BEGIN INFORMATION SUPPLIED

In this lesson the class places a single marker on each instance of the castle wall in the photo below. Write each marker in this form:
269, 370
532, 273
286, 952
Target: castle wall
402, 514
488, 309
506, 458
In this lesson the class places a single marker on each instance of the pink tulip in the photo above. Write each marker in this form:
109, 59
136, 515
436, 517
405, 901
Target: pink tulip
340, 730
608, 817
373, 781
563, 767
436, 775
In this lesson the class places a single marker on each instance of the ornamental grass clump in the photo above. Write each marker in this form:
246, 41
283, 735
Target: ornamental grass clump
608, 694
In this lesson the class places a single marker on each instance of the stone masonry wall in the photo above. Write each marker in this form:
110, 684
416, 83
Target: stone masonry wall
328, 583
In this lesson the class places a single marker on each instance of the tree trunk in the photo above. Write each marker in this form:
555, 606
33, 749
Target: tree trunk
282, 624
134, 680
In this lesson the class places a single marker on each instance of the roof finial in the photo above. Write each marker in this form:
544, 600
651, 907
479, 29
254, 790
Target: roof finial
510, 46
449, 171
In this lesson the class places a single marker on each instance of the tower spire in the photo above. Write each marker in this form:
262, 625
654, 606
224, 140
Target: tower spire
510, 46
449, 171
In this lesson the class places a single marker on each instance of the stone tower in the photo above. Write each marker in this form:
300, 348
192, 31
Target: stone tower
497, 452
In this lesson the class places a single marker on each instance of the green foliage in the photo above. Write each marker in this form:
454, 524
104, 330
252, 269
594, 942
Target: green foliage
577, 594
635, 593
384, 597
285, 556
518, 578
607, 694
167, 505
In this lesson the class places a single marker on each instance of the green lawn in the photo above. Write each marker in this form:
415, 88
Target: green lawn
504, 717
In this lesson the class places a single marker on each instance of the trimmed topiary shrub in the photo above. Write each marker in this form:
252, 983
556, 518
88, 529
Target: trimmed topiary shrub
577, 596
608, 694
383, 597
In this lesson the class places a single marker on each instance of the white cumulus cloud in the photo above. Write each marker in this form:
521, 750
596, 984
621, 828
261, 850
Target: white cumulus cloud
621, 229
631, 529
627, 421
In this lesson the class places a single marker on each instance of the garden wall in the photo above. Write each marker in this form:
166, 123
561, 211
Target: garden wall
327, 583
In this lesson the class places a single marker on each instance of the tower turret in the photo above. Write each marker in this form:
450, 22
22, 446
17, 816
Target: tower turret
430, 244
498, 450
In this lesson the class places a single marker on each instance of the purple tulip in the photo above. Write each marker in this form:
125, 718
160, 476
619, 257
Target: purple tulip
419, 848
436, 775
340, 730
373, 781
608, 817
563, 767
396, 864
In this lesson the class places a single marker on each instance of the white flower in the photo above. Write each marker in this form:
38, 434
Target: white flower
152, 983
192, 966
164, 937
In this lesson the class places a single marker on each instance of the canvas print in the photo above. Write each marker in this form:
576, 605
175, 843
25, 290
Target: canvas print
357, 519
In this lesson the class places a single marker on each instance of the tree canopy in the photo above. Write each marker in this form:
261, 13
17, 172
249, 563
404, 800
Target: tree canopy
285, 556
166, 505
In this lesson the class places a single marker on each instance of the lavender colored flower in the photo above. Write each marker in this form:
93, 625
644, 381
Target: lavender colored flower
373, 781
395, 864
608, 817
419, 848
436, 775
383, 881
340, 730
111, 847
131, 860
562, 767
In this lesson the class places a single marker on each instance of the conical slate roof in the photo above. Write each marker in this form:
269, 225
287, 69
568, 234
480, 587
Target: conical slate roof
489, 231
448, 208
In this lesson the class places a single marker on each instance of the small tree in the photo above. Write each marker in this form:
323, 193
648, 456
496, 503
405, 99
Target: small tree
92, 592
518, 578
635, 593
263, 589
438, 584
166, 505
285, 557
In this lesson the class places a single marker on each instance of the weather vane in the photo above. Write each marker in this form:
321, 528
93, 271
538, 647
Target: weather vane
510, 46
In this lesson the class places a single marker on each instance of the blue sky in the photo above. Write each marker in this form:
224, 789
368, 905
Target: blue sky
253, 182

END INFORMATION SUPPLIED
BEGIN INFORMATION SUPPLIED

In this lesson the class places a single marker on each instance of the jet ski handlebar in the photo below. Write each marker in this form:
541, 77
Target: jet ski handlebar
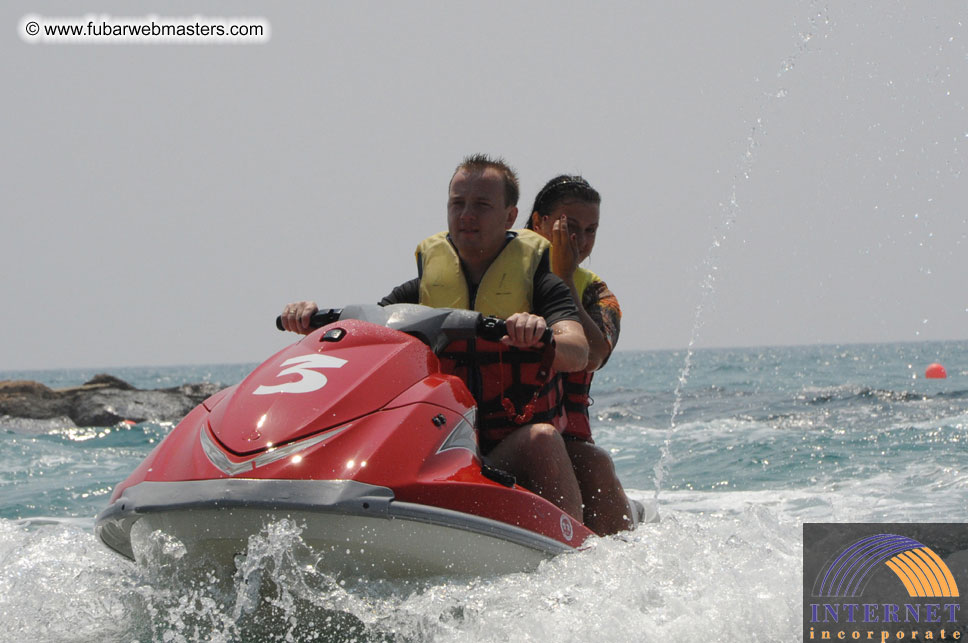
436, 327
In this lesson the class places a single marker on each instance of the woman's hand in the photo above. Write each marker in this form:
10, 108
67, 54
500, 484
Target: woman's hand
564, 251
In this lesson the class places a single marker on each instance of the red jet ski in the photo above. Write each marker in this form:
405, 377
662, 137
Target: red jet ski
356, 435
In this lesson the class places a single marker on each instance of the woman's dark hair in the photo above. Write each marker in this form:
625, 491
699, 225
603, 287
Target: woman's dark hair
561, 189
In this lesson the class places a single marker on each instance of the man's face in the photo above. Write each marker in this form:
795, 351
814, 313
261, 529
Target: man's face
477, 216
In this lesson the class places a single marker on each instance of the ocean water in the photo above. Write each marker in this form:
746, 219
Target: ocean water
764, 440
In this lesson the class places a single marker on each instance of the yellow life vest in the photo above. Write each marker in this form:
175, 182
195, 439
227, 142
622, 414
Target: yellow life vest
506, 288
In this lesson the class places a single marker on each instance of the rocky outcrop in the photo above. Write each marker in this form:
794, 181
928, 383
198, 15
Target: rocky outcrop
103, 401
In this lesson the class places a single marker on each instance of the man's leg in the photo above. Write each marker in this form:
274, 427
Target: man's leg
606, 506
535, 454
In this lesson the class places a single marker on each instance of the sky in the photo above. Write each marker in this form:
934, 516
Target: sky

END INFORMATION SUPPLIED
BEGIN INFORMATION SUPPLIED

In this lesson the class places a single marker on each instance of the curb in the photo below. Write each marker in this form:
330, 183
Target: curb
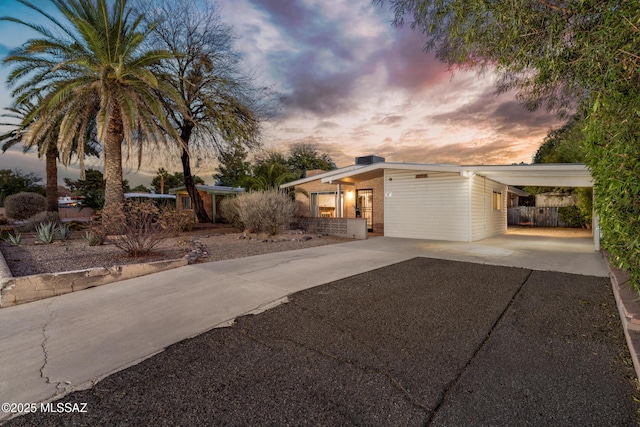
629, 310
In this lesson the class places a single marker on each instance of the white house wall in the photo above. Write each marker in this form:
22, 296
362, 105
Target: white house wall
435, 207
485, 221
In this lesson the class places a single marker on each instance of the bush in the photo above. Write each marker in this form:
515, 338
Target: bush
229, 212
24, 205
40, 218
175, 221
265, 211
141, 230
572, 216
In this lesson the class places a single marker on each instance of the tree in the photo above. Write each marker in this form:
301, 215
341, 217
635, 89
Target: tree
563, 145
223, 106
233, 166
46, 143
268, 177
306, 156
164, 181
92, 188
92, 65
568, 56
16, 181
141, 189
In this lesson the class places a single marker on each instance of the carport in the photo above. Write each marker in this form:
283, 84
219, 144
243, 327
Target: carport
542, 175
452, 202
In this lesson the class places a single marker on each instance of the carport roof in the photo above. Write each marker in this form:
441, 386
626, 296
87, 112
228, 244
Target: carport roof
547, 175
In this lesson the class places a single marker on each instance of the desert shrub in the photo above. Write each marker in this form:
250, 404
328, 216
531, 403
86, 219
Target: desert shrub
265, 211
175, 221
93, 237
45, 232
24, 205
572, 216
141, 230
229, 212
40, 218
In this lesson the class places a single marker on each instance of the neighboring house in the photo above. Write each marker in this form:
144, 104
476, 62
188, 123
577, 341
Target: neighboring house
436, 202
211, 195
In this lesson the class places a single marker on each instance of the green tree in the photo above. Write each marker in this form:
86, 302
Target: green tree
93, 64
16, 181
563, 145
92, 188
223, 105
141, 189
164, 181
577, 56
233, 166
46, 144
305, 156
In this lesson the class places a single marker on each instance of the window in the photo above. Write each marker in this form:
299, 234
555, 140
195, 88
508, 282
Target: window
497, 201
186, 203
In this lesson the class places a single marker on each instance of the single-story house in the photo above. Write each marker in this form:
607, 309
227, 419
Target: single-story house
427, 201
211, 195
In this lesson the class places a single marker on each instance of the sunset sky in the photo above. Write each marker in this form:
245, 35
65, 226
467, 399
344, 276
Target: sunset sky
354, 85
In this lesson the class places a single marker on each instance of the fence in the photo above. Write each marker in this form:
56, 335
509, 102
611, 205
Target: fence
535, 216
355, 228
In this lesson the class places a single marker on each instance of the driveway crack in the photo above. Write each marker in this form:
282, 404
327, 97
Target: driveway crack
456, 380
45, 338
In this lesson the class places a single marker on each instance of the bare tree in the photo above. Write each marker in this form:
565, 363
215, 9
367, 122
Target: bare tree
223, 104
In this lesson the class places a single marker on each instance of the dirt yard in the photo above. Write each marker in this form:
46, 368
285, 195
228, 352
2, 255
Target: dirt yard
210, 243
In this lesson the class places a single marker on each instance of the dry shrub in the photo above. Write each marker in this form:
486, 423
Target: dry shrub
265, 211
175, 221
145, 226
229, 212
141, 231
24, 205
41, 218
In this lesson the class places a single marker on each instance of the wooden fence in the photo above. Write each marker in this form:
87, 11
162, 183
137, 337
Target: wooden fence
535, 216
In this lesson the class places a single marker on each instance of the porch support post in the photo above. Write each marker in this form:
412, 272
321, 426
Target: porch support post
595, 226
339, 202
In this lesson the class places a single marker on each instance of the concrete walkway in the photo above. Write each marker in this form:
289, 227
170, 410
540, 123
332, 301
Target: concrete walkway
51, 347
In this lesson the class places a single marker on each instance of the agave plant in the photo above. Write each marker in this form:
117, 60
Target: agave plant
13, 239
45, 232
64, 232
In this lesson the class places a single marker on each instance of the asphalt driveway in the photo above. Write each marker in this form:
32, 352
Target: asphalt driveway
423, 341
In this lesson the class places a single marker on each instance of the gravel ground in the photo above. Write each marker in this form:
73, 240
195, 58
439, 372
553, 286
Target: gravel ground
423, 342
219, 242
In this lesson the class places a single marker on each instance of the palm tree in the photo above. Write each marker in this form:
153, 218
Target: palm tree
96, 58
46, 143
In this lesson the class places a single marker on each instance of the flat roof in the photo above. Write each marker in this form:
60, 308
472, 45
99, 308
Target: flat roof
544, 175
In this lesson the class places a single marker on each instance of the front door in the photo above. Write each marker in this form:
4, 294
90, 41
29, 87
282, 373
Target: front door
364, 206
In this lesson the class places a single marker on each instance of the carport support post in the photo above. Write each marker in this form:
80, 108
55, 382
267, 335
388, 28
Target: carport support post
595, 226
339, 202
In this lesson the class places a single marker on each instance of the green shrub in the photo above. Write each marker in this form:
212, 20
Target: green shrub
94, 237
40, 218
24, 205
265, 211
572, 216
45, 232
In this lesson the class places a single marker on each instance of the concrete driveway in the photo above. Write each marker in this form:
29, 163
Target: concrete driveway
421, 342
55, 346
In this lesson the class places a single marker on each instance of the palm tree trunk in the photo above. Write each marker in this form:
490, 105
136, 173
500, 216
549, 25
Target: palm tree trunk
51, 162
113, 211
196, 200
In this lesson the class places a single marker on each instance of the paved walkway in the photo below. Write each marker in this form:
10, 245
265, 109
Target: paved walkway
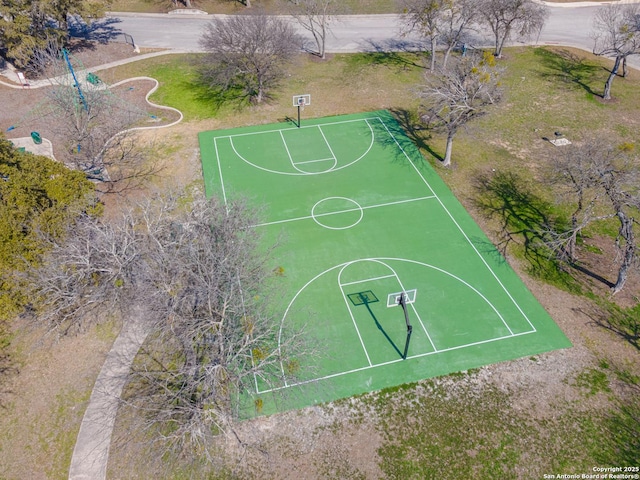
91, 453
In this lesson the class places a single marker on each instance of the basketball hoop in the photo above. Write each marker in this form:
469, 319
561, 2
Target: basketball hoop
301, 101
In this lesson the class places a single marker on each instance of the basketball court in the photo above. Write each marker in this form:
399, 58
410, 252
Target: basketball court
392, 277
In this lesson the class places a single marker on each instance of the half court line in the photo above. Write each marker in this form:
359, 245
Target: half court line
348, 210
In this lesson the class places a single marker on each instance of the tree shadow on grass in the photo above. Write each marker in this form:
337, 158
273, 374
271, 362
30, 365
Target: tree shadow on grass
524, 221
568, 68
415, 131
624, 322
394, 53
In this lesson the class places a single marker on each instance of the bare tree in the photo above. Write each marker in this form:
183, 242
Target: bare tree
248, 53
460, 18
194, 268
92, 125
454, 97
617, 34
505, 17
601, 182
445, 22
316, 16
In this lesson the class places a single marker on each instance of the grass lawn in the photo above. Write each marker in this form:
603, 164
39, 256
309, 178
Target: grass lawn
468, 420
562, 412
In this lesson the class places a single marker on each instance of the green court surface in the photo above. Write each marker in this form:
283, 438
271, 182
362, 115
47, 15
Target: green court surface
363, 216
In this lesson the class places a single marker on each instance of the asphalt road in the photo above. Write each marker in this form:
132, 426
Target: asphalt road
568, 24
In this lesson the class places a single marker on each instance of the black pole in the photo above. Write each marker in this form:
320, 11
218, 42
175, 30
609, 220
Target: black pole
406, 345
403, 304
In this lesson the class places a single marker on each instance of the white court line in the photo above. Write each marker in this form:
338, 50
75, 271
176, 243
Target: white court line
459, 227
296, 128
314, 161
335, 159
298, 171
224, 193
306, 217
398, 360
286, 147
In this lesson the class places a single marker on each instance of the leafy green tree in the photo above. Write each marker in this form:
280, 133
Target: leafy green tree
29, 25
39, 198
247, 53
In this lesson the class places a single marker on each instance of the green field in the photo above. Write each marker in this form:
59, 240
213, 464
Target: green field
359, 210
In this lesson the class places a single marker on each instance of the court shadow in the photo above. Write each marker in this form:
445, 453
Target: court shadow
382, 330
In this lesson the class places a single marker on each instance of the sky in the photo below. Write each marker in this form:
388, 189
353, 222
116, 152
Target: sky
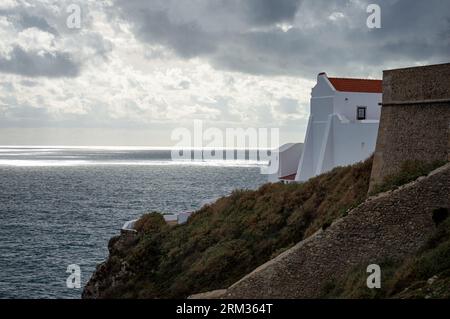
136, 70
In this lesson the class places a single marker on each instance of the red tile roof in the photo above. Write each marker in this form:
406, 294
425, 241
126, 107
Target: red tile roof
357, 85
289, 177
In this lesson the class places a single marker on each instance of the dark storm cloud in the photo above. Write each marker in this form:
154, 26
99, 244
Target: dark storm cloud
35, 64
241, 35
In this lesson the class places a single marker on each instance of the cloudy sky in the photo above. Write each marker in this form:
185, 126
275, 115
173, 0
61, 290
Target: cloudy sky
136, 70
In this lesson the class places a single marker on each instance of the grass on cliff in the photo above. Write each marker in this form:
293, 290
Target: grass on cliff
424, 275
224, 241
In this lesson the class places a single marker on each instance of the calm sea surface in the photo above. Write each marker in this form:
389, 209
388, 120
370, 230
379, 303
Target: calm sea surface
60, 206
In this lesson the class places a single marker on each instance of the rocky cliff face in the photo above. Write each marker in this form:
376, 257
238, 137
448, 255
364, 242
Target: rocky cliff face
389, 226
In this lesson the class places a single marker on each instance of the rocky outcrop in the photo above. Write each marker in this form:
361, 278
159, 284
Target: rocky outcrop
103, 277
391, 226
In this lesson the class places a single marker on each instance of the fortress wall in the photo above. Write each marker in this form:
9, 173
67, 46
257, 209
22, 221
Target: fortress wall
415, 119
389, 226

END INFORMATION SUPPLIED

* [TASK DESCRIPTION]
Every line containing the word "below" should be copied from the material.

* [WORKED SOLUTION]
In this lesson the class places a single marker on each instance of the castle wall in the photo below. Write each marker in this form:
In this lesson the class places a single marker on each instance of the jet ski handlebar in the photo below. Write each marker in this form:
In this lesson the class places a single marker on each instance of the curb in the photo below. Write each marker in this form:
In this lesson the class places a single marker on each instance of the paved walkway in the photo below. Write each marker in this form:
In this lesson the class places a single marker on each instance of the sky in the photo below. Write each marker in this form:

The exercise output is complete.